Data entries
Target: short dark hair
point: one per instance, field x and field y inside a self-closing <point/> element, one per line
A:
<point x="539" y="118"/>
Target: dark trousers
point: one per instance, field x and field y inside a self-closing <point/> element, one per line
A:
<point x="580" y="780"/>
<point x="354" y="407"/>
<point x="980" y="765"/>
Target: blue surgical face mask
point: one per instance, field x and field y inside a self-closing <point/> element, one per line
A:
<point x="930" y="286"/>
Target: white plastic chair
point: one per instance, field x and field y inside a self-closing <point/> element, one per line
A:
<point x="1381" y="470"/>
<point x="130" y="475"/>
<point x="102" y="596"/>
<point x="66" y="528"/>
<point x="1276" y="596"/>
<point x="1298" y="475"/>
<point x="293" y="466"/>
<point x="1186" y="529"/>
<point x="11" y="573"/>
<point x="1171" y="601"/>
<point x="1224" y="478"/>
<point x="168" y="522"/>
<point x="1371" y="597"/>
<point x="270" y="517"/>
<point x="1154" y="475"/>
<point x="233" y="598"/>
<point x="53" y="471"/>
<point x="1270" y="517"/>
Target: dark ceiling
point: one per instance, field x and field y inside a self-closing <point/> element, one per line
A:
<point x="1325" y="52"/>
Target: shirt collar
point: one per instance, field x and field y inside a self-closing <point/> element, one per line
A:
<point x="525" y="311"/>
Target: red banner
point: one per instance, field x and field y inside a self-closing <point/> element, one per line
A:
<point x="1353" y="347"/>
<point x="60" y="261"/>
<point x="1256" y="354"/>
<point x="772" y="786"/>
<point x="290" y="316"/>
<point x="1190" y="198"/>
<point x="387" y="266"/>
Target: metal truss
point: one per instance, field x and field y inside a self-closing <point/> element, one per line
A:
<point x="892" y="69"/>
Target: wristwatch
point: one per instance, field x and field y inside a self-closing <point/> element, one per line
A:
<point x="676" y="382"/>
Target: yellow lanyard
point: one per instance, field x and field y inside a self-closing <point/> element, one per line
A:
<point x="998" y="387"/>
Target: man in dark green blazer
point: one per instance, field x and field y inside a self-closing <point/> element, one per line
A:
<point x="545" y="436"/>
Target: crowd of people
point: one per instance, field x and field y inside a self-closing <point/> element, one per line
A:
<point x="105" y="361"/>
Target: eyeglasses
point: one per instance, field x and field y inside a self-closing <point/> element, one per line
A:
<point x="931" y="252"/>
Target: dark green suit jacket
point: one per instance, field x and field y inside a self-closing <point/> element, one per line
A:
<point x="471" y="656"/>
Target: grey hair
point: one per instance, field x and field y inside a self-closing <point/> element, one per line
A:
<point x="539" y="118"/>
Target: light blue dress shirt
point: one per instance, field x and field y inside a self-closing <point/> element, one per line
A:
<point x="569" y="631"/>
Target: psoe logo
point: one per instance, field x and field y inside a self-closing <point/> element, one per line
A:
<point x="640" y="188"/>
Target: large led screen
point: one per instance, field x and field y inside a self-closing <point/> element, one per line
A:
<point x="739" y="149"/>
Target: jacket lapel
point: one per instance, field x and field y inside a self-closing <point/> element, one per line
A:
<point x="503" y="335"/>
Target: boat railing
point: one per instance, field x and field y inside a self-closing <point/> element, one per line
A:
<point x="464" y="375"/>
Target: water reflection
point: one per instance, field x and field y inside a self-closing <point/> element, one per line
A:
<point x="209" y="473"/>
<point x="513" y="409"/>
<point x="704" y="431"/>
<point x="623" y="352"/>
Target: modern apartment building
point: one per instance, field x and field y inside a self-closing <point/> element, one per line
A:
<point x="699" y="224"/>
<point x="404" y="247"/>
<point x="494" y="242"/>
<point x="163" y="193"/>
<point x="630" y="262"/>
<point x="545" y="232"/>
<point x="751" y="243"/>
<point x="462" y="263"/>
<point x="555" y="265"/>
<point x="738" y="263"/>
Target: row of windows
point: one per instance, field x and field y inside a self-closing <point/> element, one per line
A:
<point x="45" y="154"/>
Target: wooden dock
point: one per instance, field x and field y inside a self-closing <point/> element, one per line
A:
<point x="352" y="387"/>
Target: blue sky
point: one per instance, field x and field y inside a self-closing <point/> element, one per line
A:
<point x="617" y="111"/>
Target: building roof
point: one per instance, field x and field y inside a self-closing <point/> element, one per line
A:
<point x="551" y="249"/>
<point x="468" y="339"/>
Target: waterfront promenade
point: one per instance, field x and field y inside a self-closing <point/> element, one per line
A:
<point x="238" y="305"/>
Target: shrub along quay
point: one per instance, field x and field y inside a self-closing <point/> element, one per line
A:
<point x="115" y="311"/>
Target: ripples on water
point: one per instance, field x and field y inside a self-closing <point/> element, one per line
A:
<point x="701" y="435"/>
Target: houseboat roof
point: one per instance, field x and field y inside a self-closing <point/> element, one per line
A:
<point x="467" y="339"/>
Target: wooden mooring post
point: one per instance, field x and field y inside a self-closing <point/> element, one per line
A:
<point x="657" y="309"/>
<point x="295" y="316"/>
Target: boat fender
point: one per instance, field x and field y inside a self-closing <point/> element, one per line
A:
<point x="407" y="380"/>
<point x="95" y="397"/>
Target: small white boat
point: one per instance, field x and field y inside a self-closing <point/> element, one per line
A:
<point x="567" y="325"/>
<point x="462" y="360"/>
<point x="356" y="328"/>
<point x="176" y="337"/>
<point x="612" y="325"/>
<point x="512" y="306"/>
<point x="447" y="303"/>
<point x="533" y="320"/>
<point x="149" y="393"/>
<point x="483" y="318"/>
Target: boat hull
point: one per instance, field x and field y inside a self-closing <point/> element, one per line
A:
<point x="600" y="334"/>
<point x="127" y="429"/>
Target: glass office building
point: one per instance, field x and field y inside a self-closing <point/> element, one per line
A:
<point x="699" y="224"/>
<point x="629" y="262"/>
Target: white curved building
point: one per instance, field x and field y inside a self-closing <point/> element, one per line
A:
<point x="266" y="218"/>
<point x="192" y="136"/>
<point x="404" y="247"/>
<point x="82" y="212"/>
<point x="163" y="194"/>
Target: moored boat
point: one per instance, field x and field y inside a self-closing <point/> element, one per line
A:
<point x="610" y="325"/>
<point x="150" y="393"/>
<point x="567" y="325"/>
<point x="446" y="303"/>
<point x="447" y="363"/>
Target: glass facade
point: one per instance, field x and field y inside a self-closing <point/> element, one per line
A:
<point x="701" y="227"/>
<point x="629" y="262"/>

→ **REQUIRED WORK**:
Write out again, unchanged, every line from the line containing "Target: white curved building" to the final line of the material above.

→ **FINISHED EXERCISE**:
Target: white curved building
point: one per instance, field x and field y inside a self-closing <point/> element, one per line
A:
<point x="266" y="218"/>
<point x="192" y="136"/>
<point x="404" y="247"/>
<point x="82" y="212"/>
<point x="163" y="194"/>
Target: moored boat
point: one per instance, field x and field y inside a self-closing <point/> element, one per line
A:
<point x="610" y="325"/>
<point x="150" y="393"/>
<point x="567" y="325"/>
<point x="446" y="303"/>
<point x="447" y="363"/>
Target: glass facade
point: one per instance, field x and field y inside a self-closing <point/> element, one per line
A:
<point x="701" y="227"/>
<point x="629" y="262"/>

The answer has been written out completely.